→ **GIVEN PROBLEM**: Revise the lines below by replacing "SVG path data" with "SVG path strings" wherever it occurs and keeping everything else unchanged. Leave the pictures out of your answer.
____
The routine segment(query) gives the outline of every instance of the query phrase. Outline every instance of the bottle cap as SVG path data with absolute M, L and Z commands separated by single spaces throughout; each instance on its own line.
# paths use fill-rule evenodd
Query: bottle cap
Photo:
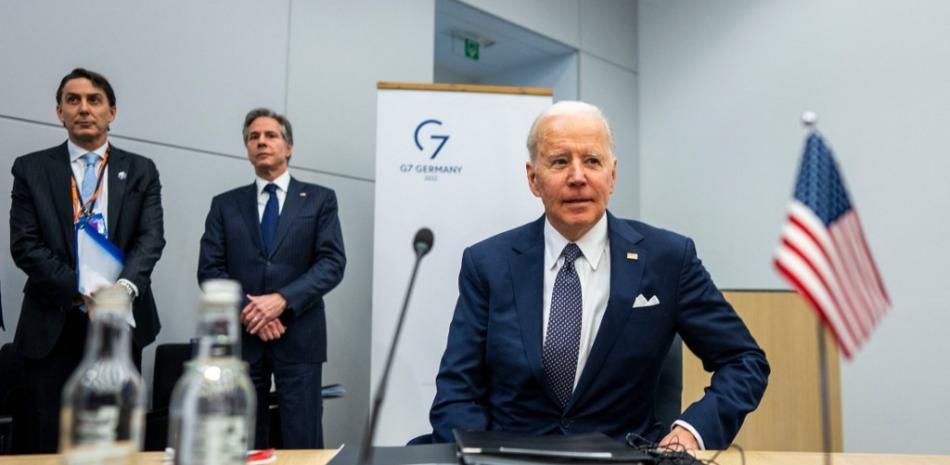
M 201 283 L 202 301 L 210 304 L 237 305 L 241 302 L 241 283 L 231 279 L 209 279 Z

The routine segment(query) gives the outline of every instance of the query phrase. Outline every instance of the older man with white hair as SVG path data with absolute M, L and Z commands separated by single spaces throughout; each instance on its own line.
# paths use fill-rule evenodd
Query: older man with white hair
M 544 215 L 462 255 L 434 440 L 452 441 L 453 429 L 597 431 L 727 447 L 762 398 L 769 366 L 693 241 L 607 210 L 617 159 L 597 107 L 552 105 L 532 125 L 528 152 L 528 187 Z M 667 430 L 654 403 L 676 334 L 714 375 Z

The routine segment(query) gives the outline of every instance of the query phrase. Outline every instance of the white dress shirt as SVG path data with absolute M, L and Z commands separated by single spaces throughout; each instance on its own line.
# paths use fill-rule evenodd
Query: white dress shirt
M 554 294 L 554 280 L 557 278 L 558 271 L 564 265 L 564 257 L 561 252 L 569 243 L 570 241 L 554 229 L 554 226 L 545 218 L 544 307 L 542 307 L 544 332 L 542 333 L 542 345 L 548 337 L 547 328 L 551 318 L 551 297 Z M 574 387 L 576 388 L 581 373 L 584 371 L 584 365 L 587 364 L 590 349 L 597 338 L 597 331 L 604 319 L 604 313 L 607 311 L 607 301 L 610 299 L 610 236 L 607 233 L 607 215 L 601 216 L 590 231 L 587 231 L 587 234 L 584 234 L 574 243 L 577 244 L 582 253 L 574 261 L 574 269 L 577 271 L 577 277 L 581 283 L 583 302 L 581 340 L 577 353 L 577 371 L 574 374 Z M 699 435 L 696 428 L 693 428 L 693 425 L 683 420 L 676 420 L 671 426 L 686 428 L 696 438 L 699 448 L 706 449 L 702 436 Z
M 260 176 L 254 177 L 257 183 L 257 220 L 264 221 L 264 207 L 267 206 L 267 200 L 270 194 L 264 192 L 268 184 L 277 184 L 277 213 L 284 211 L 284 199 L 287 198 L 287 188 L 290 187 L 290 170 L 284 171 L 284 174 L 277 176 L 277 179 L 268 181 Z

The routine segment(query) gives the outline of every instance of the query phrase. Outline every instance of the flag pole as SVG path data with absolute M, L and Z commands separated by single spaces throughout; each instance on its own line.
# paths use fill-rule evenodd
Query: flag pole
M 814 130 L 818 124 L 818 115 L 806 111 L 802 113 L 802 124 L 808 130 Z M 831 465 L 831 415 L 828 407 L 828 359 L 825 348 L 825 325 L 818 318 L 818 381 L 821 399 L 821 448 L 825 465 Z

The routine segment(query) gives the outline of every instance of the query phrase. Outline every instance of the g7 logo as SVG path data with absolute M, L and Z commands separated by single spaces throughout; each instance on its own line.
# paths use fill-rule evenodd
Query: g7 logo
M 428 125 L 430 125 L 430 124 L 435 124 L 436 126 L 441 126 L 441 125 L 442 125 L 442 122 L 439 121 L 439 120 L 437 120 L 437 119 L 427 119 L 427 120 L 425 120 L 425 121 L 419 123 L 418 126 L 416 126 L 416 132 L 415 132 L 415 134 L 413 135 L 413 140 L 415 140 L 415 142 L 416 142 L 416 147 L 419 148 L 419 151 L 420 151 L 420 152 L 421 152 L 421 151 L 424 151 L 425 149 L 422 147 L 422 144 L 419 143 L 419 132 L 422 130 L 423 126 L 428 126 Z M 438 135 L 437 135 L 437 134 L 433 134 L 433 135 L 429 136 L 429 139 L 440 141 L 440 142 L 439 142 L 439 146 L 435 148 L 435 151 L 432 152 L 432 156 L 429 157 L 430 160 L 434 160 L 435 157 L 436 157 L 436 155 L 439 154 L 439 151 L 442 150 L 442 147 L 445 146 L 445 143 L 448 142 L 449 136 L 447 136 L 447 135 L 441 135 L 441 134 L 438 134 Z

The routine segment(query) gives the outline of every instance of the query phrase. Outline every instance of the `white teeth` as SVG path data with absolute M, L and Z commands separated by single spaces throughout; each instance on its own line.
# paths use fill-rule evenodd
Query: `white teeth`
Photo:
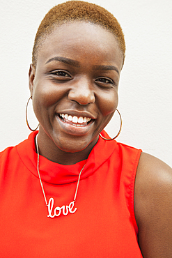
____
→ **SOLUTION**:
The routine segment(query) gives the outline of every instance of the query phrase. Outline every instance of the bottle cap as SVG path strings with absolute M, L and Z commands separated by single spaces throughout; each instance on its own line.
# paths use fill-rule evenodd
Query: bottle cap
Photo:
M 201 283 L 202 301 L 210 304 L 237 305 L 241 302 L 241 283 L 231 279 L 209 279 Z

The routine segment(query) gives the outline of every instance of the query phrase. Outline every instance of the older man with white hair as SVG path strings with absolute M, L and Z commands separated by single spaces throughout; each instance on its own line.
# paths use fill-rule evenodd
Query: older man with white hair
M 544 215 L 462 255 L 434 440 L 452 441 L 453 429 L 597 431 L 727 447 L 762 398 L 769 366 L 693 241 L 607 210 L 617 159 L 597 107 L 552 105 L 532 125 L 528 152 L 528 187 Z M 667 430 L 654 403 L 676 334 L 714 375 Z

The routine segment(query) gives the outline of every instance of the query phrase. Outline every instance of the white dress shirt as SVG path strings with absolute M, L and Z commands separated by single spaces throughout; each instance on its own line.
# paths use fill-rule evenodd
Query: white dress shirt
M 554 294 L 554 280 L 557 278 L 558 271 L 564 265 L 564 257 L 561 252 L 569 243 L 570 241 L 554 229 L 554 226 L 545 218 L 544 307 L 542 307 L 544 332 L 542 333 L 542 345 L 548 337 L 547 328 L 551 318 L 551 297 Z M 574 387 L 576 388 L 581 373 L 584 371 L 584 365 L 587 364 L 590 349 L 597 338 L 597 331 L 604 319 L 604 313 L 607 311 L 607 301 L 610 299 L 610 236 L 607 233 L 607 215 L 601 216 L 590 231 L 587 231 L 587 234 L 584 234 L 574 243 L 577 244 L 582 253 L 574 261 L 574 269 L 577 271 L 577 277 L 581 283 L 583 302 L 581 340 L 577 353 L 577 371 L 574 374 Z M 699 435 L 696 428 L 693 428 L 693 425 L 683 420 L 676 420 L 671 426 L 686 428 L 696 438 L 699 448 L 706 449 L 702 436 Z
M 260 176 L 254 177 L 257 183 L 257 220 L 264 221 L 264 207 L 267 206 L 267 200 L 270 194 L 264 192 L 268 184 L 277 184 L 277 213 L 284 211 L 284 199 L 287 198 L 287 188 L 290 187 L 290 170 L 284 171 L 284 174 L 277 176 L 277 179 L 268 181 Z

The routine segment(query) gives the outline of every instance of the query phrase. Outline every instance of the flag pole as SVG path strings with absolute M, L and Z commands separated by single spaces throughout; each instance on its own line.
# paths use fill-rule evenodd
Query: flag pole
M 814 130 L 818 124 L 818 115 L 806 111 L 802 113 L 802 124 L 808 130 Z M 831 465 L 831 415 L 828 407 L 828 359 L 825 348 L 825 325 L 818 318 L 818 381 L 821 399 L 821 448 L 825 465 Z

The routine segment(query) gives the outline of every instance of the query phrase. Outline every instance of the g7 logo as SVG path strings with absolute M, L and Z commands separated by single spaces throughout; each instance on its own line.
# paths use fill-rule evenodd
Query: g7 logo
M 428 125 L 430 125 L 430 124 L 435 124 L 436 126 L 441 126 L 441 125 L 442 125 L 442 122 L 439 121 L 439 120 L 437 120 L 437 119 L 427 119 L 427 120 L 425 120 L 425 121 L 419 123 L 418 126 L 416 126 L 416 132 L 415 132 L 415 134 L 413 135 L 413 140 L 415 140 L 415 142 L 416 142 L 416 147 L 419 148 L 419 151 L 420 151 L 420 152 L 421 152 L 421 151 L 424 151 L 425 149 L 422 147 L 422 144 L 419 143 L 419 132 L 422 130 L 423 126 L 428 126 Z M 438 135 L 437 135 L 437 134 L 433 134 L 433 135 L 429 136 L 429 139 L 440 141 L 440 142 L 439 142 L 439 146 L 435 148 L 435 151 L 432 152 L 432 156 L 429 157 L 430 160 L 434 160 L 435 157 L 436 157 L 436 155 L 439 154 L 439 151 L 442 150 L 442 147 L 445 146 L 445 143 L 448 142 L 449 136 L 447 136 L 447 135 L 441 135 L 441 134 L 438 134 Z

The routine segment(query) gives the outline of every instance of the query phrase. Outline every instance of the `white teeth` as SVG path strings with absolute M, L and Z commands separated by single spaces throughout; each instance on its own line.
# paths use fill-rule evenodd
Query: `white teeth`
Photo:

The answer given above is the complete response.